▶ _Objective_: Can you reproduce every one of the records below verbatim, leaving out the pictures?

** START OF Given records **

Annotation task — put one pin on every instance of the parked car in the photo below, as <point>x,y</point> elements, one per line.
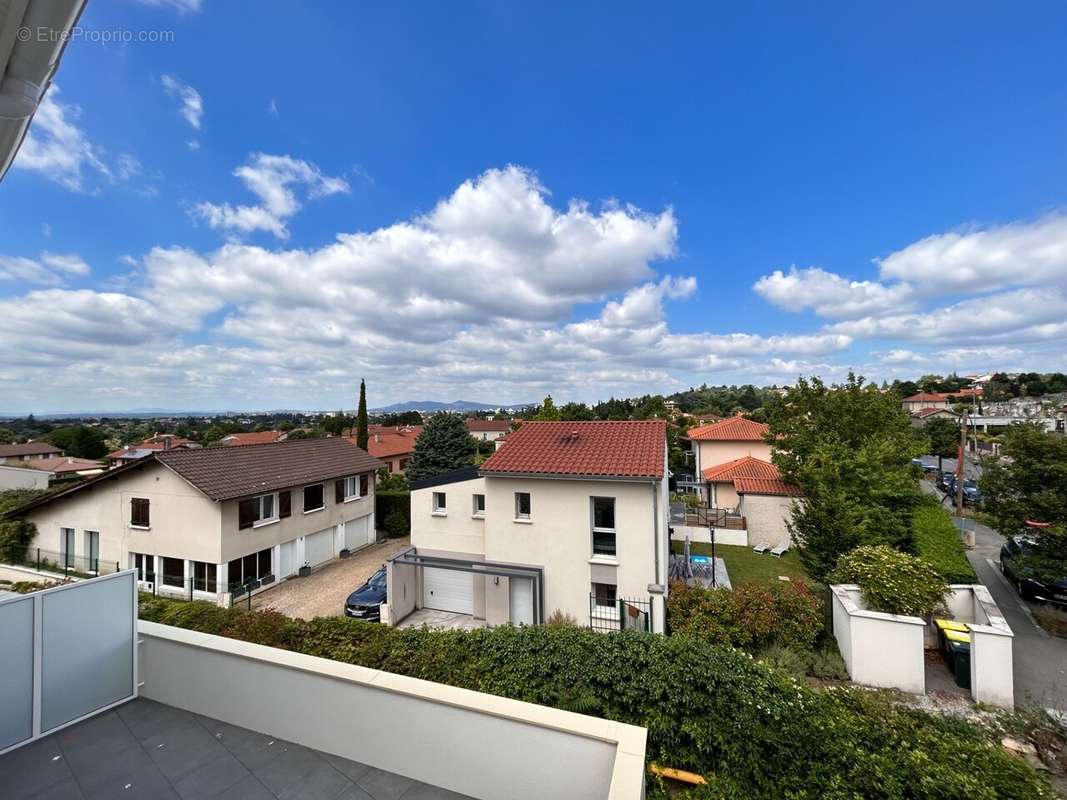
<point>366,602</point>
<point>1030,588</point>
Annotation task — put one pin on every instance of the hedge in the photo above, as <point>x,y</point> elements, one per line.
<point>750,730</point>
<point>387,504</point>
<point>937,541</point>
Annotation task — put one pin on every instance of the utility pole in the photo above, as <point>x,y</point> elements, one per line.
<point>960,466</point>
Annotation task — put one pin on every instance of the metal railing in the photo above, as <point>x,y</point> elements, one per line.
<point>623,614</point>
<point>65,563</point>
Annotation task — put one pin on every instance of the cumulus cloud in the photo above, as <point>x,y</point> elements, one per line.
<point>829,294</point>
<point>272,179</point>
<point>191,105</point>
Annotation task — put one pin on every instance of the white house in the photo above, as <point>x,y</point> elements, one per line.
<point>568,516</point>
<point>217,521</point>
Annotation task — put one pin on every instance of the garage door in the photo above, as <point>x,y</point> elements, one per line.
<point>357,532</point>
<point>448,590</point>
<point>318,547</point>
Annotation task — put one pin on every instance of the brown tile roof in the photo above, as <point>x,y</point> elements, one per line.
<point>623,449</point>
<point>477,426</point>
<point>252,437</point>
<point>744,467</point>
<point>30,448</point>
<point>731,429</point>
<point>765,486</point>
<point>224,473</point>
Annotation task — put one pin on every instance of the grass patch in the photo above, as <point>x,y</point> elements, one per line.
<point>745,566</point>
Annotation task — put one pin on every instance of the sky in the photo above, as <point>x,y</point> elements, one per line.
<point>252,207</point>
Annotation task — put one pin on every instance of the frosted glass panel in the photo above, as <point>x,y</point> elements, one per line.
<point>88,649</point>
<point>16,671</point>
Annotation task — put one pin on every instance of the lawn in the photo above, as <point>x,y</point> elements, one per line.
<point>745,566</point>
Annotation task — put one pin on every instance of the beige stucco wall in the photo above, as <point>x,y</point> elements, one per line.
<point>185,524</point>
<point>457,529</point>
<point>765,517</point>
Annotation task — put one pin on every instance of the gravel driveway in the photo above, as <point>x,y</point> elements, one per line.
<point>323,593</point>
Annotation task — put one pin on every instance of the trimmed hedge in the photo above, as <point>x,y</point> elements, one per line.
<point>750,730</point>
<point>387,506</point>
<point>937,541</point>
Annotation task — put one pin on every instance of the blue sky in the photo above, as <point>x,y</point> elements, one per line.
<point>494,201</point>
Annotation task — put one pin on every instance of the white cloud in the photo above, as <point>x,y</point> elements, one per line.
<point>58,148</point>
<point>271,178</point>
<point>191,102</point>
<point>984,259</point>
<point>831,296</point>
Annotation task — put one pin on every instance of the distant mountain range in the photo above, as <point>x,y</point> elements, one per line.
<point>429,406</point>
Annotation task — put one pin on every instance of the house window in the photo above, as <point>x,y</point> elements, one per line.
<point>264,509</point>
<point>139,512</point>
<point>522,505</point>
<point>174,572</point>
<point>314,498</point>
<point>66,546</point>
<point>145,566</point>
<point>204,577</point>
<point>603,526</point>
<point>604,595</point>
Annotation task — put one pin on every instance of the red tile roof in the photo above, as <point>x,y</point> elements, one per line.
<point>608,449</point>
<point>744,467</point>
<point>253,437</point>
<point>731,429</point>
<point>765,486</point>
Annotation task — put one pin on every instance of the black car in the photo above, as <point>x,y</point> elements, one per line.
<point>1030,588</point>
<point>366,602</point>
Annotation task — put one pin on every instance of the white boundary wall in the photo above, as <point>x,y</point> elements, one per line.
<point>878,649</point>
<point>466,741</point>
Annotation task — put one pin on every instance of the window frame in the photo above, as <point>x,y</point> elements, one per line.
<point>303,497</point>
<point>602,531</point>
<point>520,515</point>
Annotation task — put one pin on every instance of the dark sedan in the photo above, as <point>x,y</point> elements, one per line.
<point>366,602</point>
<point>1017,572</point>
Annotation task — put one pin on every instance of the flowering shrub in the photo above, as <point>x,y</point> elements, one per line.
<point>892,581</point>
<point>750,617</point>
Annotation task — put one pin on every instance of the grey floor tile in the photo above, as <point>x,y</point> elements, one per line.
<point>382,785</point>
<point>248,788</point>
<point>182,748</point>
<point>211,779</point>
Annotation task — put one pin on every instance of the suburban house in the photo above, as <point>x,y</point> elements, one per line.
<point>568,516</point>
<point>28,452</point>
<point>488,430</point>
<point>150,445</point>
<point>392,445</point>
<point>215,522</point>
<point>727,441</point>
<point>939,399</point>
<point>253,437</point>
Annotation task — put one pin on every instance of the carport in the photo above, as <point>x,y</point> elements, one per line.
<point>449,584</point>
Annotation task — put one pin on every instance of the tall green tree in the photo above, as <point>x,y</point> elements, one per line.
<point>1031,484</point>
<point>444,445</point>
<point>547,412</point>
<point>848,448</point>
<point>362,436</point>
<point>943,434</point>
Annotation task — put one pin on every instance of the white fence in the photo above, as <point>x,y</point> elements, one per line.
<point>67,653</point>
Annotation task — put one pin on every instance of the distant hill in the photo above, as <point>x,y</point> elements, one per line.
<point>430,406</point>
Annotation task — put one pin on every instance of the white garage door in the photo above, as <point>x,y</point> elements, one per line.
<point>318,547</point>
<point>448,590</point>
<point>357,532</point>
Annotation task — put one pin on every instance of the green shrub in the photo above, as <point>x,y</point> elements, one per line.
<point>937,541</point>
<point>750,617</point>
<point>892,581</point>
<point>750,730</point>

** END OF Given records **

▶ _Answer to this exercise_:
Annotation task — put one pin on every instance of the parked car in the photo below, as <point>x,y</point> elements, one per line.
<point>366,602</point>
<point>1030,588</point>
Annotation task — put one pin on every instance of the hedge in the photo above, as <point>x,y</point> elements, one per line.
<point>750,730</point>
<point>387,504</point>
<point>937,541</point>
Annotation task — put one pin on every instance of the utility pole in the photo above, as <point>x,y</point> elements, one per line.
<point>960,466</point>
Annotation task — put one pin on every instance of the metal railing in the photo above, as <point>x,y</point> elements, one per line.
<point>623,614</point>
<point>65,563</point>
Annotation task — put one pin on every instance of the cumulus cloud in the photo above, as <point>x,y</point> elements, one per line.
<point>829,294</point>
<point>272,179</point>
<point>191,105</point>
Annotation task — put one pin on every instance of the white house in the photo above, as <point>x,y</point> elements, one per line.
<point>568,516</point>
<point>217,521</point>
Annotation task — put one pin on every instance of the garage door in the photo above, as <point>x,y</point> elements, one per line.
<point>357,532</point>
<point>448,590</point>
<point>318,547</point>
Annotation task — put one pin on every instance of the brown tile roof in the photo above, as <point>x,y</point> elements, one per line.
<point>623,449</point>
<point>477,426</point>
<point>252,437</point>
<point>744,467</point>
<point>30,448</point>
<point>731,429</point>
<point>765,486</point>
<point>224,473</point>
Annotation task — put one pin on every instance of the grass patch in the photo above, as <point>x,y</point> elements, one per line.
<point>745,566</point>
Annotation task — put one pin on every instance of the sky in the photo above, as <point>x,y</point> elements, one per line.
<point>252,207</point>
Annotation task — put one pin on every instance of the frosted glass panel in the photo above, as <point>x,y</point> elements, one per line.
<point>88,649</point>
<point>16,671</point>
Annotation task — put one pin on every instance of the lawn in the photo above, as <point>x,y</point> elements, one per line.
<point>745,566</point>
Annotation task — put one pin on every instance of the beige stucco wall in the photo above, as <point>x,y</point> elements, one per line.
<point>185,524</point>
<point>457,529</point>
<point>765,517</point>
Annotation task — put one pin on every instance of the gravel driveway in the photo above, as <point>x,y</point> elements, one per line.
<point>323,593</point>
Annotation task — put one pin on every instance of the trimmed hedge in the photo above, as <point>x,y</point> elements, one per line.
<point>750,730</point>
<point>387,506</point>
<point>937,541</point>
Annotation task — put one pin on every instance of the blue sky in the photo above, as <point>x,y</point> elements, one per line.
<point>494,201</point>
Annotation task — put one pin on every instance of the white cloud in the photo above, as <point>x,y</point> elements, one per line.
<point>58,148</point>
<point>271,178</point>
<point>191,102</point>
<point>984,259</point>
<point>831,296</point>
Annotation task — put one pin on every instance of the distant mountain range in the photo above, as <point>x,y</point> elements, one per line.
<point>429,406</point>
Annotation task — put one pin on every instance of the house window in the photo above, as <point>x,y</point> elements, one per line.
<point>264,509</point>
<point>139,512</point>
<point>522,505</point>
<point>174,572</point>
<point>314,498</point>
<point>66,546</point>
<point>145,566</point>
<point>204,577</point>
<point>603,526</point>
<point>604,595</point>
Annotation task — put one pin on every instance of the red tile roof in the photo above, as <point>x,y</point> elements, one per line.
<point>608,449</point>
<point>744,467</point>
<point>253,437</point>
<point>731,429</point>
<point>765,486</point>
Annotation task — put one pin on every instance of the black car in the photo above, as <point>x,y</point> elements, one per line.
<point>1030,588</point>
<point>366,602</point>
Annotation task — put one pin on every instance of the white boundary wall in the photo above, as <point>x,y</point> elements, one per line.
<point>878,649</point>
<point>466,741</point>
Annotation task — put one pin on every instance of the window frame in the photo above, as <point>x,y</point> elements, one per line.
<point>303,497</point>
<point>602,531</point>
<point>520,515</point>
Annotation task — put one pin on every instance of the dark sedan in the photo above, as <point>x,y</point> elements, one per line.
<point>366,602</point>
<point>1017,572</point>
Annotation task — put one pin on every instance of the flowering shrub in the photo above, as <point>x,y</point> elements, one per line.
<point>892,581</point>
<point>750,617</point>
Annotation task — put one pin on every instance of the grey floor tile in the photo above, as <point>x,y</point> elements, one per line.
<point>382,785</point>
<point>248,788</point>
<point>182,748</point>
<point>211,779</point>
Annotation task — put one pin on every instance of the suburban house in the photo above, as <point>x,y</point> elements, one per line.
<point>568,516</point>
<point>28,452</point>
<point>488,430</point>
<point>150,445</point>
<point>392,445</point>
<point>215,522</point>
<point>727,441</point>
<point>939,399</point>
<point>253,437</point>
Annotation task — put one pin on every instance of the carport in the photo above, as <point>x,y</point> elements, one per line.
<point>449,584</point>
Annotation task — put one pin on every instance of the tall green tree in the photo above, as <point>x,y</point> elements, one per line.
<point>1031,484</point>
<point>444,445</point>
<point>547,412</point>
<point>848,448</point>
<point>362,436</point>
<point>943,434</point>
Annotation task — put one pin on every instance of the white fence in the photo above, as <point>x,y</point> elements, one per line.
<point>67,653</point>
Annotation task — put one pin on every instance of the distant hill in the photo above, as <point>x,y</point> elements, one per line.
<point>430,406</point>
Annotation task — put one pin on every instance of the white garage door in the photo above, as <point>x,y</point> elements, one per line.
<point>318,547</point>
<point>448,590</point>
<point>357,532</point>
Annotation task — put one pin on every instance of the green shrub in the photo above, as <point>x,y</point> elements, one per line.
<point>937,541</point>
<point>750,617</point>
<point>892,581</point>
<point>750,730</point>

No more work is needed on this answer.